# WORK TO DO:
1) Answer these questions using the passage on metamorphic smart contracts:
(a) How many smart contracts does the recipe for a metamorphic contract call for in total?
(b) Which steps happen in one atomic transaction on the blockchain?
(c) Where does the Factory store the Implementation Contract address?
2) List the headings of all the numbered steps that the passage on metamorphic smart contracts describes.
3) Copy the part of the passage on metamorphic smart contracts that opens with the words containing "##### Step 3: Factory" and closes with "in Step 5).".

----- QUOTED PASSAGE -----

Now that we have a way to deploy code to a deterministic address, how is it possible to change the code at that same address? At first, this may seem impossible. If you want to deploy new code using CREATE2, the bytecode must change, and therefore, CREATE2 will deploy to a different address. But what if a developer constructed the bytecode in such a way that it could “morph” into different code when CREATE2 deploys a smart contract?
"""


STEP_BY_STEP_WALKTHROUGH_DROPDOWN_ONE = """
The recipe for turning a smart contract into a metamorphic contract calls for three smart contracts in total, each playing a unique role.

One of these necessary components is the Metamorphic Contract Factory, the brain of the operation. This “Factory” is responsible for deploying the Metamorphic Contract as well as another smart contract called the Implementation Contract, so named because its code eventually becomes implemented inside the Metamorphic Contract. A subtle choreography between these three contracts results in metamorphism, as depicted in the diagram below.
"""

STEP_BY_STEP_WALKTHROUGH_DROPDOWN_TWO = """
Let’s discuss each step, 1-7, in detail to illuminate the operations at work.

##### Step 1: A developer sets everything in motion
A coder designs some smart contract code – the Implementation Contract bytecode – that will eventually end up in the Metamorphic Contract. The developer sends this code to the Metamorphic Contract Factory, a smart contract whose main purpose is to deploy other smart contracts. This action sets the entire Metamorphic Contract creation process in motion. 
Everything that follows is a result of this initial step. Indeed, Steps 1 through 6 happen in one atomic transaction on the blockchain, meaning nearly all at once. These steps can be repeated over and over again, ad infinitum, to replace code inside the Metamorphic Contract and keep it continually morphing.


##### Step 2: Factory deploys Implementation Contract
The first contract the Factory deploys is the Implementation Contract, which contains implementation code. (Creative, we know.) Think of the Implementation Contract as a loading dock, or waypoint, that holds some code before it ships to its final destination, which will be, in this case, inside the Metamorphic Contract. 


##### Step 3: Factory stores Implementation Contract address
After its deployment to the blockchain, the Implementation Contract will necessarily exist at some blockchain address. The Factory stores this contract address in its own memory (to be used later, in Step 5).

----- ROWS -----

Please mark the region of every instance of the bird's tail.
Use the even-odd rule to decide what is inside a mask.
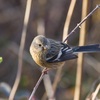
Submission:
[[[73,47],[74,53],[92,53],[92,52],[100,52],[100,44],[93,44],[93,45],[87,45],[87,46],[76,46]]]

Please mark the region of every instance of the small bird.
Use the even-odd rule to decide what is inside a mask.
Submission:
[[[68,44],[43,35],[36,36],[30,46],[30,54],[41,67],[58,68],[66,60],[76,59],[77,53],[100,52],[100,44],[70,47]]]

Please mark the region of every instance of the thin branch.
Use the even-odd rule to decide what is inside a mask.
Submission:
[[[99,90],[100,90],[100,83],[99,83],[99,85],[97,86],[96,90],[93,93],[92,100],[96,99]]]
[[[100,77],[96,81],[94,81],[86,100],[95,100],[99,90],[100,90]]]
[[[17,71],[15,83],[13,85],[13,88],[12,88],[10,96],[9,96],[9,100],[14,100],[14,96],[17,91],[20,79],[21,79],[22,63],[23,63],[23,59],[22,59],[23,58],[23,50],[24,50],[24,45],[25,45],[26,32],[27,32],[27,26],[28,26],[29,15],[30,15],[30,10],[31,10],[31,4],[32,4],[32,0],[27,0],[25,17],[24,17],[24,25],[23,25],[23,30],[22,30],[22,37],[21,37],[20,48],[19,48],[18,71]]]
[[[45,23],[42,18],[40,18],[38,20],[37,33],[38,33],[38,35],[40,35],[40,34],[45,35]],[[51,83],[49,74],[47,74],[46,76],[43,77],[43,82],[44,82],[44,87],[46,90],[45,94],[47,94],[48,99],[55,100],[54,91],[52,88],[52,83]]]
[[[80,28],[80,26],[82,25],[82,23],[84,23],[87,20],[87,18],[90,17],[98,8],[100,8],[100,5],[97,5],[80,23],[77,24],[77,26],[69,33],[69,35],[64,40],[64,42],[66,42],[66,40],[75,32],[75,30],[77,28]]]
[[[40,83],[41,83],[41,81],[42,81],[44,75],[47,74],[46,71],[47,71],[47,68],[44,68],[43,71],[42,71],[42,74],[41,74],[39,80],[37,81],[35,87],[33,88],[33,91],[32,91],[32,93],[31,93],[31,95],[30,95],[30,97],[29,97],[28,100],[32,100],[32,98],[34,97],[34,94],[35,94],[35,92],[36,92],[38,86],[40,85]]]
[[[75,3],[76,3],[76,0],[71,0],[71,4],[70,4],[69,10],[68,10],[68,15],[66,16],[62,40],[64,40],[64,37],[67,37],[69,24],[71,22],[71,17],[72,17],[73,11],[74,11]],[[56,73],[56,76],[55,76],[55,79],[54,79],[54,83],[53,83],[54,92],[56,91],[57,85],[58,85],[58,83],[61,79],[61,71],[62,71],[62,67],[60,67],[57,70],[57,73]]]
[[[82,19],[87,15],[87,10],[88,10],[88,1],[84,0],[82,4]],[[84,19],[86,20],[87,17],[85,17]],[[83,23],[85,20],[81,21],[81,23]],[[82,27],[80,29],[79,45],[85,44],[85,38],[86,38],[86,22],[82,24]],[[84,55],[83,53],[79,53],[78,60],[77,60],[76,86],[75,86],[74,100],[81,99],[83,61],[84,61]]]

-----

# ANSWERS PER TASK:
1)
(a) Three.
(b) Steps 1 through 6.
(c) In its own memory.

2)
Step 1: A developer sets everything in motion
Step 2: Factory deploys Implementation Contract
Step 3: Factory stores Implementation Contract address

3)
##### Step 3: Factory stores Implementation Contract address
After its deployment to the blockchain, the Implementation Contract will necessarily exist at some blockchain address. The Factory stores this contract address in its own memory (to be used later, in Step 5).